Written instruction: List each line of the records below that contains the word "shop".

Material provided:
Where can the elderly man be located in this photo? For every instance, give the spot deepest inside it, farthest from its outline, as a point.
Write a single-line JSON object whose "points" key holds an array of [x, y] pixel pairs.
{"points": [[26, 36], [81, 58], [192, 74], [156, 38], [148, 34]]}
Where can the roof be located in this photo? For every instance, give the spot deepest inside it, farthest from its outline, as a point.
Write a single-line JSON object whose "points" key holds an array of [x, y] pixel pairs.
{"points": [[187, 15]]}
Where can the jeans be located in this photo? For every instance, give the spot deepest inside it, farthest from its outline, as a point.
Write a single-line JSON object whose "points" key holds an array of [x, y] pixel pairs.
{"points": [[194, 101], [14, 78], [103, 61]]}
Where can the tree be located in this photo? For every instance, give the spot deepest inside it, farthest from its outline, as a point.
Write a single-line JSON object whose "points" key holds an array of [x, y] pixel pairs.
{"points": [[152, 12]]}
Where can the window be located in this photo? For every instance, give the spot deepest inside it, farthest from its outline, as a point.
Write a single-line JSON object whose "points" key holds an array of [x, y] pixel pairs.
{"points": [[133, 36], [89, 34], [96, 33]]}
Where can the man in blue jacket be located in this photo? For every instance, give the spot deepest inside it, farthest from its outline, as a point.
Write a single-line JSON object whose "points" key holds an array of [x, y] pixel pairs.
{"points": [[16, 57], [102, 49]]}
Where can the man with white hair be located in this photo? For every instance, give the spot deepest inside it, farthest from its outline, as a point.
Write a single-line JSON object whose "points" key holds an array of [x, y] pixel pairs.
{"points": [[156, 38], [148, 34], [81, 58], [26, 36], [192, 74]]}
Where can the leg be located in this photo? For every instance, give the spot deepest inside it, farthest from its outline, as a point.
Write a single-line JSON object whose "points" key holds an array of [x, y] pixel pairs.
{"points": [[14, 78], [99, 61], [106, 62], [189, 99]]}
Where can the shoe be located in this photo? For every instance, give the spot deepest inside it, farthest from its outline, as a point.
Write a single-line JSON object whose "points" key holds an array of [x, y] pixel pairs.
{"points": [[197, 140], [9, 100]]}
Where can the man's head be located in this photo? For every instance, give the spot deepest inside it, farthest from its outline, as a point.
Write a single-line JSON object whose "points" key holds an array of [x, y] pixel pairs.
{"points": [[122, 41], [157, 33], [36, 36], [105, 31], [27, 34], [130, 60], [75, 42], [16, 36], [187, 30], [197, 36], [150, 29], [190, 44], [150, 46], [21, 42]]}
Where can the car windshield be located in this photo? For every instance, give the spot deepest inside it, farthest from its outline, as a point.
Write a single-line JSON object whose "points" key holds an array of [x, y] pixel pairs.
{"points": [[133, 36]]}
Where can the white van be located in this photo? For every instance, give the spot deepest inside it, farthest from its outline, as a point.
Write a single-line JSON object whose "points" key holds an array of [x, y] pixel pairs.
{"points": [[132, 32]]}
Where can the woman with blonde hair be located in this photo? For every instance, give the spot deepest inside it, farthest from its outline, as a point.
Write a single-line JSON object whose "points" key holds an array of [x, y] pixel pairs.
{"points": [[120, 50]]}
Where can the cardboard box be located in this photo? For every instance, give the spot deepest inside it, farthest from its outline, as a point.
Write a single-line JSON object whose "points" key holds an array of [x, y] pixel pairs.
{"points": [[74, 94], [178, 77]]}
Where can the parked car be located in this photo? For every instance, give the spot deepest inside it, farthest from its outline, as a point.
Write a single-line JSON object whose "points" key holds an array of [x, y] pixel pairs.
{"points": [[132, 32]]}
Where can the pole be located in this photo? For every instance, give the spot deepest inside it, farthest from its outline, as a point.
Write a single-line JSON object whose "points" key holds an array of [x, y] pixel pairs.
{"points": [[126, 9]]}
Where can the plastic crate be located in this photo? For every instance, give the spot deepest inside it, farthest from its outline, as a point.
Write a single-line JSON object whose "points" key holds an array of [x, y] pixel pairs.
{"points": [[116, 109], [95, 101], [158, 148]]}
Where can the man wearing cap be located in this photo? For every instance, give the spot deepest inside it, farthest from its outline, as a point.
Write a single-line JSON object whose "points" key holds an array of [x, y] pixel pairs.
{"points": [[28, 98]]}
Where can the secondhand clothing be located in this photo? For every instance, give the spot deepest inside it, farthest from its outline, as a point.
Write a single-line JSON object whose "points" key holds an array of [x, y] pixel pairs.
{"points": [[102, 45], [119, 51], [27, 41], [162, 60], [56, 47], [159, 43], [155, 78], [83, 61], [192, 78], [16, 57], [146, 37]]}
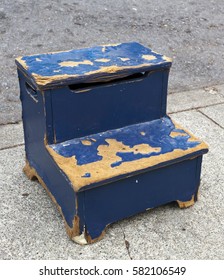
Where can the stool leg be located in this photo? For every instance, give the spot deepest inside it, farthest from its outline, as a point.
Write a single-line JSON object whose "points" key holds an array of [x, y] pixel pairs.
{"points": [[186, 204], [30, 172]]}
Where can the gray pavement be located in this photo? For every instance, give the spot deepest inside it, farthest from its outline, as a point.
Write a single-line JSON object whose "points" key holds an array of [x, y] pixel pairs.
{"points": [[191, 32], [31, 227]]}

---

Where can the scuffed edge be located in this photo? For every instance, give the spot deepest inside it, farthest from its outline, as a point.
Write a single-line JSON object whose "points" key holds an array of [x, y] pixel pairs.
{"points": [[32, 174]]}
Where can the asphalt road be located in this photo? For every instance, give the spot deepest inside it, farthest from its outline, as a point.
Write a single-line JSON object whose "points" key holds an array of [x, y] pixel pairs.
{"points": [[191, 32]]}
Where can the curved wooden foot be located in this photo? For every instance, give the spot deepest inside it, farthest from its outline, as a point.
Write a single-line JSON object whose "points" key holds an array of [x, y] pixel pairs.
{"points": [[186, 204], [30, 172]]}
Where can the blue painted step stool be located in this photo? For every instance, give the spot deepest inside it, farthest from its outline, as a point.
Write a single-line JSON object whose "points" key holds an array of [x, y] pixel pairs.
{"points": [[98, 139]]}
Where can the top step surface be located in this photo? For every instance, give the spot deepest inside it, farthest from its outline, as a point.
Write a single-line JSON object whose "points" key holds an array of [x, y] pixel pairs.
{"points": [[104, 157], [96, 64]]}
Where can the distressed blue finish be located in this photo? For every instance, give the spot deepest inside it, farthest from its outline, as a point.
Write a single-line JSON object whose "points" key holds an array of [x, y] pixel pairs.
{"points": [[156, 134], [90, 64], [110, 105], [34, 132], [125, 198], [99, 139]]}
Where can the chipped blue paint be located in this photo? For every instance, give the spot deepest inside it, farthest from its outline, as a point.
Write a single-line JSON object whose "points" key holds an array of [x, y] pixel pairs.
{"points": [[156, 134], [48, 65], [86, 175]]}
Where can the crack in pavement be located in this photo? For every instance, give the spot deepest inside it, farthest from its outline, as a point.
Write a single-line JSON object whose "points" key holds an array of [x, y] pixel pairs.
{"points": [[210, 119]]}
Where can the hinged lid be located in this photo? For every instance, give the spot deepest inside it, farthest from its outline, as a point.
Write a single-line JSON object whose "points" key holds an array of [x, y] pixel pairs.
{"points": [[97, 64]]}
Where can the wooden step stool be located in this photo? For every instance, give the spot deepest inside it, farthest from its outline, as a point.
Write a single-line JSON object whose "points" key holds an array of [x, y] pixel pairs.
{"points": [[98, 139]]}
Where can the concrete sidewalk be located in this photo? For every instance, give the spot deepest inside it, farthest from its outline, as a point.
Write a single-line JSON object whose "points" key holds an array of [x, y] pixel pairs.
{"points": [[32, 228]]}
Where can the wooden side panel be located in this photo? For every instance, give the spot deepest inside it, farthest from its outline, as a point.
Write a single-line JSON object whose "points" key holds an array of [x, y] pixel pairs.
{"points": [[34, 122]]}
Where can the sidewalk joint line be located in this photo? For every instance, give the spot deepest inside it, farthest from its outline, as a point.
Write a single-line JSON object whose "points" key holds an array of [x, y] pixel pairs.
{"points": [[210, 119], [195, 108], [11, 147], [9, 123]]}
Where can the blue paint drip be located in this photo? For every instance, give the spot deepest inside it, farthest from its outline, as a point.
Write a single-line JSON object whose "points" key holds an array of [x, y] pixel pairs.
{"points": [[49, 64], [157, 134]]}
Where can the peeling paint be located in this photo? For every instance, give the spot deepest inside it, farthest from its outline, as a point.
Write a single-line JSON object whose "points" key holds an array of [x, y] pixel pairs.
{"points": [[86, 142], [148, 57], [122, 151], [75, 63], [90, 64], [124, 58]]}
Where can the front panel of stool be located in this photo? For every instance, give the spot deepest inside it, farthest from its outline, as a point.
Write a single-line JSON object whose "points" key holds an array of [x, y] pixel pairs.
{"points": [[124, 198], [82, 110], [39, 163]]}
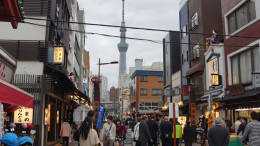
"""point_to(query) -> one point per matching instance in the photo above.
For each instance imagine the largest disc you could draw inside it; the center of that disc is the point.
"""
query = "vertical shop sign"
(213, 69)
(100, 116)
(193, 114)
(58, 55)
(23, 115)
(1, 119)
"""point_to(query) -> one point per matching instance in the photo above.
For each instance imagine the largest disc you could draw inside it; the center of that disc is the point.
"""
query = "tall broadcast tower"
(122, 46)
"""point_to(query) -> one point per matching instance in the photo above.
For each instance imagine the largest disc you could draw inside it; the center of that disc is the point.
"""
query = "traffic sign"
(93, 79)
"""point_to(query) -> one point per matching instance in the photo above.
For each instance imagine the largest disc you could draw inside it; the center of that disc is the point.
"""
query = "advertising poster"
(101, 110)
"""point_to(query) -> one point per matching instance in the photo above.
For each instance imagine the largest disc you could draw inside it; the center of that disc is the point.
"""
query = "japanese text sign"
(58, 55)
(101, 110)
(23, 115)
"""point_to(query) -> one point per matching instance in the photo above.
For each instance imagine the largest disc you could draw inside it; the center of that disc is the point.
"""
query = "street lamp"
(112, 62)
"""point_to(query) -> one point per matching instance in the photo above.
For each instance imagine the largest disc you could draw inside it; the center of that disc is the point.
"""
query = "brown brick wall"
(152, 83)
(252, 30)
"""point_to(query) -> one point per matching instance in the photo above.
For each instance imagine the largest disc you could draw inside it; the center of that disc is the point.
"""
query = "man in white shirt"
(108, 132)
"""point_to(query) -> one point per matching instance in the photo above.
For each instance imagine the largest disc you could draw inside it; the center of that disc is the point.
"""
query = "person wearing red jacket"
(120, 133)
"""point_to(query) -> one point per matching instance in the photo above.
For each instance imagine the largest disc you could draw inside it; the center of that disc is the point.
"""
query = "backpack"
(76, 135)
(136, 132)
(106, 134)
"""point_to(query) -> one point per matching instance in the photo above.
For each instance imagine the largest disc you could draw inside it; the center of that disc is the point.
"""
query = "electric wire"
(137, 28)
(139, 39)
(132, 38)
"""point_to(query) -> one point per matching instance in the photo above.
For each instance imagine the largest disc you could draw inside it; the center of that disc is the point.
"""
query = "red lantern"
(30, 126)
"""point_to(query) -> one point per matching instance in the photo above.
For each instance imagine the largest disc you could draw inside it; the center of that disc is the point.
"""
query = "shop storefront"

Result of the exercise:
query = "vertical shop sign"
query = "shop storefront"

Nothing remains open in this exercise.